Extracted data:
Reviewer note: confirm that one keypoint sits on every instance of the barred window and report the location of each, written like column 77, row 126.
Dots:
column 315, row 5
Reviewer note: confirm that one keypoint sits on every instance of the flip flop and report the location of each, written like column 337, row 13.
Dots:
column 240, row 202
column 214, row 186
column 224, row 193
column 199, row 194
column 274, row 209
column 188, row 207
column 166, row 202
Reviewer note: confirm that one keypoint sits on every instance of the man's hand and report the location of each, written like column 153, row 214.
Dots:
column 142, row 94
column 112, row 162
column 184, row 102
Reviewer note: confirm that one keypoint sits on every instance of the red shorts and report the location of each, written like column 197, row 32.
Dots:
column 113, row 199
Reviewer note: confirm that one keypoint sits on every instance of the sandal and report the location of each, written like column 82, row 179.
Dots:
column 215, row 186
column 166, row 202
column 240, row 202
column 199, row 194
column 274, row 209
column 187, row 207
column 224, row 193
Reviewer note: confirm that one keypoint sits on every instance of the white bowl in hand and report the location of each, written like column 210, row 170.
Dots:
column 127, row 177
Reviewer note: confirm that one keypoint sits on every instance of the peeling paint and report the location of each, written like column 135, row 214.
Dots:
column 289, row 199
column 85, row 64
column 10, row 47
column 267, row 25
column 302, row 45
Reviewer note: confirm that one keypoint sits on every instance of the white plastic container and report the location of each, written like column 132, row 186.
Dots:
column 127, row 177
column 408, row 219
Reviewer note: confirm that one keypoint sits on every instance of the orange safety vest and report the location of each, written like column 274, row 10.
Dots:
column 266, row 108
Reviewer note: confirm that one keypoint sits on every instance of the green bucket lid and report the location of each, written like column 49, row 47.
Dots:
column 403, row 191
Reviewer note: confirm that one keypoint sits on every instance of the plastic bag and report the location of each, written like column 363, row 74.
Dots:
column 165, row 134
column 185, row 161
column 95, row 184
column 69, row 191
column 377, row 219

About this task:
Quote all the records exactly, please, leaving none out.

Finished task:
Reviewer note: confirm that one keypoint sits on every instance of the barred window and report the location of each, written like column 77, row 126.
Dots:
column 315, row 5
Reviewer note: confirm that one keypoint sits on every instance of the flip flop and report the location of each, written like column 337, row 13.
Dots:
column 240, row 202
column 214, row 186
column 224, row 193
column 199, row 194
column 274, row 209
column 188, row 207
column 166, row 202
Reviewer note: confirm that one keypoint sits on every instance of the man's hand and report the location of each, written like column 153, row 214.
Dots:
column 142, row 94
column 112, row 162
column 184, row 102
Reviewer note: confirm that one keypoint sits on every instance of the red shorts and report the location of each, written like column 197, row 32.
Dots:
column 113, row 199
Reviewer note: confirm that one keypoint sits on every instance of the sandal and report the location of each, written like column 82, row 179.
Dots:
column 215, row 186
column 166, row 202
column 240, row 202
column 199, row 194
column 274, row 209
column 187, row 207
column 224, row 193
Reviewer note: confirm that one keypoint sits on every instance of the white bowl in hand and report the location of each, written like column 210, row 170.
Dots:
column 127, row 177
Reviewer note: confirm that one keypoint sits on every instance of the peeling paint and report the location of each, written like column 135, row 214.
Dots:
column 289, row 199
column 85, row 64
column 10, row 47
column 267, row 25
column 302, row 45
Reviewer note: confirm that one keypoint sits on every instance of the white plastic container and report the location of each, written like column 132, row 186.
Dots:
column 127, row 177
column 408, row 219
Reviewer note: confirm that one keypoint sits on every instance of the orange safety vest and report the location of each, written like column 274, row 10.
Dots:
column 266, row 108
Reviewer note: confirm that one keypoint sits on every instance of the green bucket lid and report the location of each, written like column 49, row 47.
Dots:
column 403, row 191
Reviewer note: confirm that one keypoint sits on every instance of the plastic bag and report the location of each, written like column 363, row 74.
Dots:
column 165, row 134
column 185, row 161
column 95, row 184
column 69, row 191
column 377, row 219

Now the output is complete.